> _Available records_
▼
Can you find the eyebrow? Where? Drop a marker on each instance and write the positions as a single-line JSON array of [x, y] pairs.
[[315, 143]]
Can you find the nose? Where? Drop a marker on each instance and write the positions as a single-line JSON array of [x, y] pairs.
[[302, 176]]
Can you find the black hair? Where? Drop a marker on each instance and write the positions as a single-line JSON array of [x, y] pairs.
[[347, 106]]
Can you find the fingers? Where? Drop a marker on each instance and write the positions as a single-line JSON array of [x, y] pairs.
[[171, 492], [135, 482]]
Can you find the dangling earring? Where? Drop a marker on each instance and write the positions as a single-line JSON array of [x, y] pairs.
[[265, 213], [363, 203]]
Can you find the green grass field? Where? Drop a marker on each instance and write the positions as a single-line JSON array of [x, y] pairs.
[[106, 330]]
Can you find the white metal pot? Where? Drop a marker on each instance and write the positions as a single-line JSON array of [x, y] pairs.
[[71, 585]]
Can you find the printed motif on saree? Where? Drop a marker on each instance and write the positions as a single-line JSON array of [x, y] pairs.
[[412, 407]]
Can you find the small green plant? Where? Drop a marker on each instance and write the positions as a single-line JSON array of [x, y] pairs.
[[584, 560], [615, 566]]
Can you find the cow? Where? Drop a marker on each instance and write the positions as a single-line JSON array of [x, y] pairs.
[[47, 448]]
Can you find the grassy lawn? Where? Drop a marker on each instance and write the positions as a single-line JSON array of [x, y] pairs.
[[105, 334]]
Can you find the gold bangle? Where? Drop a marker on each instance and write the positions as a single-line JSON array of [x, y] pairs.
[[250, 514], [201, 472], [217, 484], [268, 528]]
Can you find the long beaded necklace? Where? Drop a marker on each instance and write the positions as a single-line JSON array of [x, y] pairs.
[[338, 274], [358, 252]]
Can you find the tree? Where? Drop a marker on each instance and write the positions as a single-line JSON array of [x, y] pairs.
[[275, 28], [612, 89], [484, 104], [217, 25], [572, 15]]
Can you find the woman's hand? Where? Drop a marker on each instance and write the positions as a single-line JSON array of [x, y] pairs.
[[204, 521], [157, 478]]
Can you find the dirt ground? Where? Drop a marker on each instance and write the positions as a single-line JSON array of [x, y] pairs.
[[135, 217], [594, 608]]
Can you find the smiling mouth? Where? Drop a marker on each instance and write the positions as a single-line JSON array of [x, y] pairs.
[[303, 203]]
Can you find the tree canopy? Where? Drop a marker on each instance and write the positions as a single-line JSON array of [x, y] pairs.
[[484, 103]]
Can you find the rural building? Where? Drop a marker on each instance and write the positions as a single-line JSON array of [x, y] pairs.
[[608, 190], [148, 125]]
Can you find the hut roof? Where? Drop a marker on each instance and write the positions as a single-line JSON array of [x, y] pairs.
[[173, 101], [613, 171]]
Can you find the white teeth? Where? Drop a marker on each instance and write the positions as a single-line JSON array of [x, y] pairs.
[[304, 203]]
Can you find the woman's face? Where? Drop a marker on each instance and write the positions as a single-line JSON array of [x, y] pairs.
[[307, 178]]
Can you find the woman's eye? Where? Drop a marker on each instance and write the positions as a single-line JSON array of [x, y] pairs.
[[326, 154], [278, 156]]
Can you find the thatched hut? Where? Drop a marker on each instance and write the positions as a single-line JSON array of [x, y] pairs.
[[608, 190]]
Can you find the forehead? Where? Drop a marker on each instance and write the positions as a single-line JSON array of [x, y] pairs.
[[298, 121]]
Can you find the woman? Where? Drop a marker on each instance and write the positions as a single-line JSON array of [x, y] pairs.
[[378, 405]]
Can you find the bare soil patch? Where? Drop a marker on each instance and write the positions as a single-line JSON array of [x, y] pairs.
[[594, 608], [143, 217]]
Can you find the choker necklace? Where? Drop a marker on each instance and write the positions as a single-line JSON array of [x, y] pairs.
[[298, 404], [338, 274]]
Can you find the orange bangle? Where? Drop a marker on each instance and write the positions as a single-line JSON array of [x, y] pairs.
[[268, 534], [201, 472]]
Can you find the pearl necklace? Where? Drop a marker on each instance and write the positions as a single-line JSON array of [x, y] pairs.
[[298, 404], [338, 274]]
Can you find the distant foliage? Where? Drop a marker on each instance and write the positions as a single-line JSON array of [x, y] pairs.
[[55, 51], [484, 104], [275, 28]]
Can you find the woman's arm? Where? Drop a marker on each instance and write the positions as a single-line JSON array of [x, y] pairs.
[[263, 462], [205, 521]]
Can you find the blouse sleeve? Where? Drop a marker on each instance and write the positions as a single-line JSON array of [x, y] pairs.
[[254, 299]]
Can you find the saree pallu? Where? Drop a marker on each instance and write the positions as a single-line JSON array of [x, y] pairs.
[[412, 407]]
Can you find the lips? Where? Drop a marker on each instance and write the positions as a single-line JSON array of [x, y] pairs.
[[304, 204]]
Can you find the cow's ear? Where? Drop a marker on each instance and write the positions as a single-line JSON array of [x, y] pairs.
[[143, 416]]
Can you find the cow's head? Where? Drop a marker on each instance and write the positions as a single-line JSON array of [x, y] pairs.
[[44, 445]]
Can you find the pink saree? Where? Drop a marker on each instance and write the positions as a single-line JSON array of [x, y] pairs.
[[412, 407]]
▲
> _To do_
Please return the material above exactly as written.

> _Completed exercise_
Can you find the eyebrow? Where? Drop a marker on each instance and write the positions as a single-line JSON array of [x, y] pairs.
[[315, 143]]
Can you find the nose? Where? Drop a marker on each instance and write the positions as a single-line JSON array of [x, y] pairs.
[[302, 176]]
Can you find the black hair? Where? Drop a marker on each instance and write the positions as a single-line JSON array of [x, y] pairs.
[[347, 106]]
Can you find the fingers? Where? Drop a marker on each instance and write the positions as a single-line JSON array of [x, y] pairs.
[[171, 492], [135, 482]]
Can you find the dangling earring? Where? Drop a marker on each instance and write the positions as a single-line JSON array of [x, y] pairs.
[[265, 213], [363, 203]]
Can you find the green grass field? Where? Drop a marker on each instance and write the positions as a single-line JSON array of [x, y] pairs.
[[106, 330]]
Can you find the white metal pot? Where? Drop a marker on each instance and write the positions as a single-line JSON array of [x, y] pairs.
[[71, 585]]
Can you find the printed motif on saree? Where? Drop a marker on each instance and write the positions as a single-line JSON array of [x, y] pairs.
[[412, 407]]
Can you find the small green plant? Where? Drop a marker on each instance and write the positions as a single-line JSON array of [x, y] pairs.
[[584, 560], [615, 566]]
Can you find the cow? Where? Drop a marker on each instance and write the positions as a single-line JSON array of [x, y] pairs.
[[47, 448]]
Can you find the grassy lawn? Where? Drop a marker on each instance and write the positions as a single-line JSON array of [x, y] pairs.
[[105, 334]]
Can you find the gold bangle? Where? Drop a marker on each instance and write the positions as a single-line JSON array of [x, y] pairs.
[[250, 514], [201, 472], [217, 484], [268, 528]]
Can you find the long beaded necklace? Where? Drop a marker on each instance and write the positions as a single-line JSON array of [x, y] pairs.
[[338, 274], [358, 252]]
Can you find the tree? Where? Drop a marker on each instance and write the positions as a single-line JSON array of [x, y] pairs.
[[275, 28], [612, 89], [484, 104], [217, 25], [572, 15]]
Can you find the woman's hand? Where? Drop a marker on each instance and write the positions as a single-line JSON array of [x, y] pairs.
[[204, 521], [157, 478]]
Can you find the dirt ground? Where? Drop a marker on each instance and write the positions as a single-line JSON array of [x, y] pairs.
[[135, 217], [594, 608]]
Can you find the smiling mouth? Where? Drop a marker on each instance and write the positions as a single-line JSON array of [x, y] pairs.
[[303, 203]]
Can you find the tree canopy? Where? Drop a marker on each instance and write the positions as a single-line JSON array of [x, y] pairs.
[[484, 103]]
Can you find the rural building? Where? Drop a marker on each instance and write the positions as a single-line JSON array of [x, y] pairs.
[[608, 190], [148, 125]]
Can you find the hut roof? Where? Drop a marker on each instance and write the positions as a single-line JSON array of [x, y] pairs.
[[173, 101], [613, 171]]
Can you find the white teeth? Where? Drop a marker on each instance and write the positions as a single-line JSON array of [x, y] pairs.
[[304, 203]]
Can you find the woman's face? Where? Drop a marker on each instance and write the positions as a single-line JSON array of [x, y] pairs.
[[307, 178]]
Can you find the woman's eye? Where? Drop a marker on each instance and write the positions as a single-line JSON array of [x, y] pairs.
[[326, 154], [278, 156]]
Can you find the thatched hut? Where? Drop a marker on each instance and write the positions as a single-line JSON array of [x, y] pairs.
[[608, 190]]
Can you find the forehead? Where? Drop a marker on each instance and write the positions as a single-line JSON array of [x, y] pairs.
[[298, 121]]
Can you find the woman? Where? Drop a marker on each instance and write the positions as a single-line JSON array of [x, y] pairs.
[[378, 405]]
Can you find the bare soil patch? Where? Drop a marker on each instance and write the positions as a single-line JSON array of [x, y] pairs.
[[594, 608], [143, 217]]
Can you find the choker necklace? Where? Drop a marker on each instance and write the positions as a single-line JSON array of [x, y] pairs.
[[298, 404], [338, 274]]
Can you find the orange bangle? Where? Drop a marker on each instance and write the positions as a single-line JSON array of [x, y] pairs.
[[268, 534], [201, 472]]
Can you find the pearl necklace? Where? Drop a marker on each instance and write the positions as a single-line JSON array of [x, y] pairs.
[[298, 404], [338, 274]]
Can you find the distant foliage? Where? Drop a marker on each instance and write the positions as a single-line JSON array of [x, y] pairs.
[[55, 51], [484, 104], [275, 28]]
Can you find the woman's arm? Where? Drop a marker on each instance and write the positions as a single-line JSON array of [x, y] pairs.
[[263, 462], [205, 521]]
Can you find the blouse sleeve? Where? Drop a marker on each instance and write the positions as a single-line JSON array of [x, y] pairs.
[[254, 299]]
Can you find the saree pallu? Where? Drop a marker on each instance and write the positions as a single-line JSON array of [x, y] pairs.
[[412, 407]]
Can you find the lips? Where? Drop a marker on each instance and write the positions as a single-line JSON array of [x, y] pairs.
[[304, 204]]
Can you find the cow's ear? Where? Drop a marker on each instance and write the positions as a single-line JSON array of [x, y] pairs.
[[143, 416]]
Can you find the cow's head? Where? Drop a marker on each instance and write the positions as a single-line JSON array of [x, y] pairs.
[[44, 445]]
Can you find the pink saree? Where? Drop a marker on each instance and write the positions as a single-line JSON array of [x, y] pairs.
[[412, 407]]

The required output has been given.